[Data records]
+++++
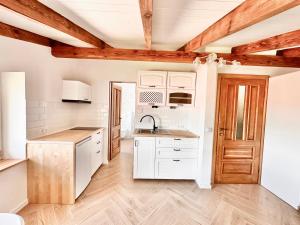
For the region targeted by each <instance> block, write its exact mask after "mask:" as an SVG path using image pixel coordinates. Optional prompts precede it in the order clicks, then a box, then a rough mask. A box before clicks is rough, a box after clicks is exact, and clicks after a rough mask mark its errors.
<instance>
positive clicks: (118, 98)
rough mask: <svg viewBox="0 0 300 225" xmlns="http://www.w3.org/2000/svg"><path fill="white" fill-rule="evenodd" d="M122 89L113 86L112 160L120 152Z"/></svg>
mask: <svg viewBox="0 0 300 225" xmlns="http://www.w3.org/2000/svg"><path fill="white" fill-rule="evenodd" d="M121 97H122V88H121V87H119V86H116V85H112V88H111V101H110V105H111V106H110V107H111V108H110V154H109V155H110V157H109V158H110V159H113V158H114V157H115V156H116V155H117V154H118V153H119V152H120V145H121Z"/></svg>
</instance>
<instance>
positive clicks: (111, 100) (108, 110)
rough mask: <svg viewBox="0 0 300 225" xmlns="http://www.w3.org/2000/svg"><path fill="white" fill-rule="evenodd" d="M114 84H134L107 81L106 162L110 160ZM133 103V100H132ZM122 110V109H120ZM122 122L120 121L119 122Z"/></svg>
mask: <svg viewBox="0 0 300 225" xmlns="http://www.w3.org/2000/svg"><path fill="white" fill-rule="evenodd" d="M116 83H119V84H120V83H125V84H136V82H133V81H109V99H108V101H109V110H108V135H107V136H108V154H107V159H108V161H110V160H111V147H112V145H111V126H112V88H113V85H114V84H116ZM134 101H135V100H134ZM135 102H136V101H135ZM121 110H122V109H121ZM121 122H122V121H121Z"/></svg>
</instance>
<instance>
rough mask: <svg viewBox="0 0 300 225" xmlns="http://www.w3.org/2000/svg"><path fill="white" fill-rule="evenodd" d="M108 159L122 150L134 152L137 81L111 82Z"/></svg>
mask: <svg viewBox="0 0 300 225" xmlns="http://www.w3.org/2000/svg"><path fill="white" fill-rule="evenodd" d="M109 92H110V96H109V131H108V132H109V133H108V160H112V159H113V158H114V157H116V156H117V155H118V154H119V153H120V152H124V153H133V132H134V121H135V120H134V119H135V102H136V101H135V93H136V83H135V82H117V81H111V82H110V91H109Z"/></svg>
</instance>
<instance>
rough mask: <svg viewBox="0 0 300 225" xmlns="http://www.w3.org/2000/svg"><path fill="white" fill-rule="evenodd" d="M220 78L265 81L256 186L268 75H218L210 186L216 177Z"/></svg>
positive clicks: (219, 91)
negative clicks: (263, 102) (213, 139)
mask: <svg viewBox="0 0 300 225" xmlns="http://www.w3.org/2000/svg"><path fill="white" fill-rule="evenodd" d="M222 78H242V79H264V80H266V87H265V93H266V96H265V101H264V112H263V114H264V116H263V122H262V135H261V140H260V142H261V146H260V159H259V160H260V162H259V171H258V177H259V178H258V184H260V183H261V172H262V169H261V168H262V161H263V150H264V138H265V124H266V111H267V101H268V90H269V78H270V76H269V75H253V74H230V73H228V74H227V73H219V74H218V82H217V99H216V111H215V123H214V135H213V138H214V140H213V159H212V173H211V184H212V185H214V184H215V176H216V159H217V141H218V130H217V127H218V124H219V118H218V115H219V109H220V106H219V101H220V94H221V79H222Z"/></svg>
+++++
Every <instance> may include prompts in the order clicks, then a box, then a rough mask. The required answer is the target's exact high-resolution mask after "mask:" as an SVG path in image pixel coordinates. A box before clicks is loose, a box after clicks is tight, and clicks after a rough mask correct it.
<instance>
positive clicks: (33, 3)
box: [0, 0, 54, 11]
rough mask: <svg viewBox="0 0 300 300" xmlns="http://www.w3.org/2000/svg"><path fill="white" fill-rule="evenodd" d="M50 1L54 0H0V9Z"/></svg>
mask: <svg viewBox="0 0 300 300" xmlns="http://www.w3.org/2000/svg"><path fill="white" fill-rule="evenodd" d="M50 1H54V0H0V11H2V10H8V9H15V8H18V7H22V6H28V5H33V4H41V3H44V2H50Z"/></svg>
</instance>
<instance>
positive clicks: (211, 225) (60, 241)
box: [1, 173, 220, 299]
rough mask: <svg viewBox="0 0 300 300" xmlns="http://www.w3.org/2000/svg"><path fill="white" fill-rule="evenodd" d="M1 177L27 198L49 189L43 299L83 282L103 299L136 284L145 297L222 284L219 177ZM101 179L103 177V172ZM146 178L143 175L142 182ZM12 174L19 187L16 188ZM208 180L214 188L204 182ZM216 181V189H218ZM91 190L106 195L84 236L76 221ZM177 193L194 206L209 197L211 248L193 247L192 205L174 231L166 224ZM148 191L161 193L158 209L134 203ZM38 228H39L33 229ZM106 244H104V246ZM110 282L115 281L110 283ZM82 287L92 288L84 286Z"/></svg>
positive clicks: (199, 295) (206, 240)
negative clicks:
+++++
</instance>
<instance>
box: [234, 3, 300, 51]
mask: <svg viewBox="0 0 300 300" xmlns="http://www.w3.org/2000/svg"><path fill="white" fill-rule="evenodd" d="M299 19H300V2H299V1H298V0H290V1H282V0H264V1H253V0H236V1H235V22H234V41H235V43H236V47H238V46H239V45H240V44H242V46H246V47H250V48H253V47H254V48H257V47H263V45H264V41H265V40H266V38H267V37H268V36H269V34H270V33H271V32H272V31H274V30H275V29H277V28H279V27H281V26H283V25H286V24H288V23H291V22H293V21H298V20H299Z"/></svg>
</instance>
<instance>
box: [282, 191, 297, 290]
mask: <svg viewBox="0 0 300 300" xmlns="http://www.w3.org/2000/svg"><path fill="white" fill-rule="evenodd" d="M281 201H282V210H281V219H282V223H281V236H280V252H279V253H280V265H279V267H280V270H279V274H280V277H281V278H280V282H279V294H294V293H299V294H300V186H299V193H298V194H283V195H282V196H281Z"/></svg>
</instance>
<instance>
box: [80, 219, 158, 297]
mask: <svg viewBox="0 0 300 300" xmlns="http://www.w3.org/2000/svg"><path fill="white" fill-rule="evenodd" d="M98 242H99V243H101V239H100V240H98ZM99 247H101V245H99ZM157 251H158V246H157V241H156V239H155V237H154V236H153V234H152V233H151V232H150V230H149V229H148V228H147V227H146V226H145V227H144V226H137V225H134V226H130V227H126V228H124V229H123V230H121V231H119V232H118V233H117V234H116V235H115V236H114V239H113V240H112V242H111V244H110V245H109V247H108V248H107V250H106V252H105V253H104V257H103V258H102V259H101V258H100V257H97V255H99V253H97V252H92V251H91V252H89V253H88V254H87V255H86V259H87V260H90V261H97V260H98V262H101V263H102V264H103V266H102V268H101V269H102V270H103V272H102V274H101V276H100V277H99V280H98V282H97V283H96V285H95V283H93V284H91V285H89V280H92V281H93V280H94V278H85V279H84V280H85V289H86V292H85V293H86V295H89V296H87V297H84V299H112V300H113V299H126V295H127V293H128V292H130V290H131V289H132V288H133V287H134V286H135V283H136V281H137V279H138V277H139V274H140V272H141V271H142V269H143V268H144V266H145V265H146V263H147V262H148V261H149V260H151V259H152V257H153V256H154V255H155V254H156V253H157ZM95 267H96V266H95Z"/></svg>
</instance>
+++++
Action item: Could you state how many lines of the records contain "positive"? Give the number and nothing else.

Result of this task: 6